• What is needed
Update the rows below so that each "a pin per instance" reads "one pin for each instance", with everything else left as it is.

== Task inputs ==

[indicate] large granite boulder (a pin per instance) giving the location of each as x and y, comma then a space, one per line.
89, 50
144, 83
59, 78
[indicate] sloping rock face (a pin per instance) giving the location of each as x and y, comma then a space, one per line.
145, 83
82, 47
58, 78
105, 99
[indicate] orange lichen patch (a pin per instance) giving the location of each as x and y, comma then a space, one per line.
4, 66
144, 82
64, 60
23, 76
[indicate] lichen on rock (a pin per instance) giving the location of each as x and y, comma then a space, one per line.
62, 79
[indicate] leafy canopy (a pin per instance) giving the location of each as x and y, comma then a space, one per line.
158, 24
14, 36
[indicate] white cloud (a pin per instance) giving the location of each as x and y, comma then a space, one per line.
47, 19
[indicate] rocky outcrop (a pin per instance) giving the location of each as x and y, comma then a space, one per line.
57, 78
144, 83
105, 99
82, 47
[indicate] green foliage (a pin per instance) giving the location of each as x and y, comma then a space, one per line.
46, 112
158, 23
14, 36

===

• Full solution
[indicate] large granite boulder (one pin for each instance) giving the location of each as x and y, comma then a space, one per line.
89, 50
144, 83
59, 78
[indicate] sloping rock face (one pin for each instance) giving the location of each as x and y, comma then a space, one per line.
145, 83
82, 47
58, 78
105, 99
[indicate] orange lichen patch (one pin for each instance) giving the location of each as x and y, comma then a space, one per line.
4, 66
144, 82
64, 60
23, 76
[indicate] lichen on rock (one pin for each instance) giving the location of each as x and y, comma then a space, one per line.
62, 79
[indicate] leafy canopy (one pin for each instance) giving the location of each as x and y, comma then a space, one per line.
158, 24
14, 36
[indicate] white cloud (one pin for each instance) giving the location of each as x and y, comma then a space, one per line.
47, 19
[indicate] rocky outcrop (one pin for each instance) giving the location of each as x and y, comma then a space, one per line.
57, 78
144, 83
105, 99
82, 47
[indicate] green foliage (one pin for each instance) giving the location of each as x and y, comma then a space, one per line.
46, 112
158, 23
14, 36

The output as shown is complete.